* Given problem 1 *
Answer these questions from the piece on unconditional love, one answer per line, marked (a), (b), (c) like the questions:
(a) What age does the piece give for Sade?
(b) Who does the piece say are generally accepted as the natural recipients of unconditional love?
(c) What words do mothers commonly say about their criminal sons?

* Excerpt *
Hard to imagine that Sade is 67.
For decades, she wooed the world with her mellifluous voice and songs about passion. I suspect many people believed themselves to be madly in love at her behest. How easy it is to float away on the cloud of Kiss of Life!

Listening to her music the other day, I was intrigued by the way she gave the concept of love, romantic love, such absolute control over human emotions.
I stood in my shoes and I wondered about this universal cauldron. Is there such a thing as unconditional love? And if so, is it an ideal state?
The concept is often applied to parenting. Offspring are generally accepted as its natural recipients, regardless of character and behaviour.
We have probably witnessed it in situations where a child seems to be running loose without boundaries; when teen years bring more than the usual scuffling, and adulthood is a constant stream of angst and disappointment.

Whereas many would throw up their hands in despair, parents can continue to absorb the blows and persevere lovingly. It doesn’t necessarily follow that a parent continuing to demonstrate love is one who pampers and enables a sense of entitlement.
Someone pointed out the common words uttered by mothers about their criminal sons, “he was a good boy,” as evidence of the way we can bypass character in favour of love.
We had a long talk about this complex relationship between parents and children. How many aspects there are!
This free love that is expected to automatically emanate because you are a parent, cannot possibly exist like some invisible umbilical cord that remains intact for a lifetime. It must become frayed at some point. I suppose that it is when it is most frayed that the immutability is tested.
What happens when a parent is not inclined to this kind of allegiance?

* Given problem 2 *
Count the lines of the records below that contain the string "bush", with case counting, and give only the number.

* The data *
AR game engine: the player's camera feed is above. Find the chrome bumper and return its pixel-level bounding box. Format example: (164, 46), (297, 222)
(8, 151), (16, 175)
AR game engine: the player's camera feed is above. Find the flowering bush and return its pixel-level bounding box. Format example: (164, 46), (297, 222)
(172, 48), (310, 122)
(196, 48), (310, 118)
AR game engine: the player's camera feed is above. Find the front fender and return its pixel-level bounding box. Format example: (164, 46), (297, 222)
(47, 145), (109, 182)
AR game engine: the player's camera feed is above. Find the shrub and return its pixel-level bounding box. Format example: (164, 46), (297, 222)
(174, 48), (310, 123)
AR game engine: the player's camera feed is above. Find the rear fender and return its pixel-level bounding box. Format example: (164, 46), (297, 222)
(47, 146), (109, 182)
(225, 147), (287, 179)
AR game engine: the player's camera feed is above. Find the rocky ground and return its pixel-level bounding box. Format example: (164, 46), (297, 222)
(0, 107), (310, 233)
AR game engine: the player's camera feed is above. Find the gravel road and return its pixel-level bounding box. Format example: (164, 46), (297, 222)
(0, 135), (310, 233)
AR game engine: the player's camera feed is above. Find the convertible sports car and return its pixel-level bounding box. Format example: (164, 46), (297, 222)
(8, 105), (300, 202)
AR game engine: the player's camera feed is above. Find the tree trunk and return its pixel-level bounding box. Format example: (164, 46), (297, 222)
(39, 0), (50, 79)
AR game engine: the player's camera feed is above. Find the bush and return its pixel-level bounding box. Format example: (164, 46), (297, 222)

* Result 1 *
(a) 67
(b) Offspring
(c) "he was a good boy"

* Result 2 *
2